Text for analysis:
++++++++++

A cathedral dedicated to the Egyptian martyrs beheaded in Libya
by Loula Lahham

Three years after the massacre of the 21 young Copts, a cathedral for the "martyrs of the faith" was built and consecrated in Al Ur, in Upper Egypt. The remains of the victims, found in a cave in Sirte, after DNA testing, will be on display on the ground floor of the building. The words of the martyrs' families.

Cairo (AsiaNews) - It was February 15, 2015: on the shores of the Libyan city of Sirte, members of the so-called Islamic State (Daesh) beheaded 21 young Egyptian Copts in cold blood, filming and publishing their crime in a video with the title : "Message signed with blood, destined for the nation of the Cross".

That same evening, Egypt responded with aerial bombardments of jihadists sites believed responsible for the massacre and the day after the video was broadcast, Egyptian President Abdel-Fattah Al-Sissi visited the Cathedral of Saint Mark in Cairo, home of the Orthodox Coptic patriarchy, to present his condolences to Tawadros II, Pope of the Orthodox Copts.

Seven days of national mourning followed. Subsequently, the families of the victims received a reward and received a monthly pension equal to the salary that those young workers earned, after leaving for work in Libya and supporting their families.

This week, three years after the massacre, the families of the dead remember their children with pain and joy: they now have a cathedral in honour of their children, entitled "Cathedral of the Martyrs of the Faith".

A few days after the massacre, Tawadros II, spiritual head of the Copts of Egypt, decided to enroll the 21 martyrs beheaded by Daesh in the Synaxarium, the sacred historical book of the martyrs of the Coptic Orthodox Church.

++++++++++

Extracted records:
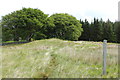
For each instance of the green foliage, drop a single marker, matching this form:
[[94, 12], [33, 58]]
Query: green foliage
[[117, 31], [99, 30], [24, 23], [65, 27]]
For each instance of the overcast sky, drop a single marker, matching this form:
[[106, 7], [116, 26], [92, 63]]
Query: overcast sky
[[81, 9]]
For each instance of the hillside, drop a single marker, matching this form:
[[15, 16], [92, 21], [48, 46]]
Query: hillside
[[56, 58]]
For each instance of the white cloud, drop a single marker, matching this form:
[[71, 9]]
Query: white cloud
[[79, 8]]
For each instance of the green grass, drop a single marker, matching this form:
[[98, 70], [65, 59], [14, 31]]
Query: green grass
[[56, 58]]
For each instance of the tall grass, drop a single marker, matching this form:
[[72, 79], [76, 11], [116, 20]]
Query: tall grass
[[56, 58]]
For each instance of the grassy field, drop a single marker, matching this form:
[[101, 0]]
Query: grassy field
[[54, 58]]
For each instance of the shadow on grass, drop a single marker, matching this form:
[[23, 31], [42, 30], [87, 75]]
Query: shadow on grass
[[11, 43]]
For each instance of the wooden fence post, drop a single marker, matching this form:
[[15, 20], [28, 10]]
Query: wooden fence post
[[104, 56]]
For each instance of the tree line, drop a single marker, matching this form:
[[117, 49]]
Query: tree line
[[28, 23], [98, 30]]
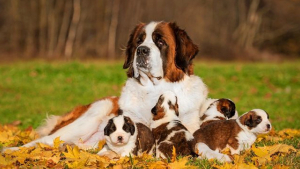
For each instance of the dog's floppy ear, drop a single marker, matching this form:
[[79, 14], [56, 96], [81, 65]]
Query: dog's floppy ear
[[130, 50], [108, 128], [130, 124], [186, 50], [249, 121]]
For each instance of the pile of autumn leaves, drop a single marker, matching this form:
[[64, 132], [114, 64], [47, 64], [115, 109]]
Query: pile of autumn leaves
[[260, 155]]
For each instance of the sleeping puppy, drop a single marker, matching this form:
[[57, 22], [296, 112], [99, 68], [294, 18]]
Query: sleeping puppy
[[220, 109], [237, 135], [125, 137], [167, 128]]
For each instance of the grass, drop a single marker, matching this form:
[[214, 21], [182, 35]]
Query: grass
[[31, 90]]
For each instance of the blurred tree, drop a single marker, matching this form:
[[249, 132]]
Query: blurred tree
[[231, 29]]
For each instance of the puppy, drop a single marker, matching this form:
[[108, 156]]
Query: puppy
[[125, 137], [237, 135], [221, 109], [167, 128]]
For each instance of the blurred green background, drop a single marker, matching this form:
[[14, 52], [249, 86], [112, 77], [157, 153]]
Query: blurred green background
[[31, 90]]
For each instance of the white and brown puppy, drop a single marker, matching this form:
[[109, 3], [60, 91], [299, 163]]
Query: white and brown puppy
[[125, 137], [220, 109], [158, 57], [168, 130], [237, 135]]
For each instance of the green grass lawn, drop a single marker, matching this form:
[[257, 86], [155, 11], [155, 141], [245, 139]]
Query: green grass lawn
[[31, 90]]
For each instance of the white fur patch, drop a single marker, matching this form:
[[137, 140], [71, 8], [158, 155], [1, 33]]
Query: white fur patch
[[137, 101], [129, 140], [205, 152]]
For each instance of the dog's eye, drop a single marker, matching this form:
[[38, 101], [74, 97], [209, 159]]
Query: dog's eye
[[139, 41], [258, 120], [160, 42]]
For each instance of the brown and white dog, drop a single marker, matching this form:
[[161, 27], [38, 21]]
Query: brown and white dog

++++++++++

Work order 1:
Rewrite the article on the cathedral for the Coptic martyrs from "That same evening, Egypt" to "supporting their families.", replacing "aerial bombardments" with "air strikes".
Work order 2:
In the article on the cathedral for the Coptic martyrs, what name was given to the new cathedral?
These rows have nothing to do with the article on the cathedral for the Coptic martyrs.

Solution 1:
That same evening, Egypt responded with air strikes of jihadists sites believed responsible for the massacre and the day after the video was broadcast, Egyptian President Abdel-Fattah Al-Sissi visited the Cathedral of Saint Mark in Cairo, home of the Orthodox Coptic patriarchy, to present his condolences to Tawadros II, Pope of the Orthodox Copts.

Seven days of national mourning followed. Subsequently, the families of the victims received a reward and received a monthly pension equal to the salary that those young workers earned, after leaving for work in Libya and supporting their families.

Solution 2:
"Cathedral of the Martyrs of the Faith"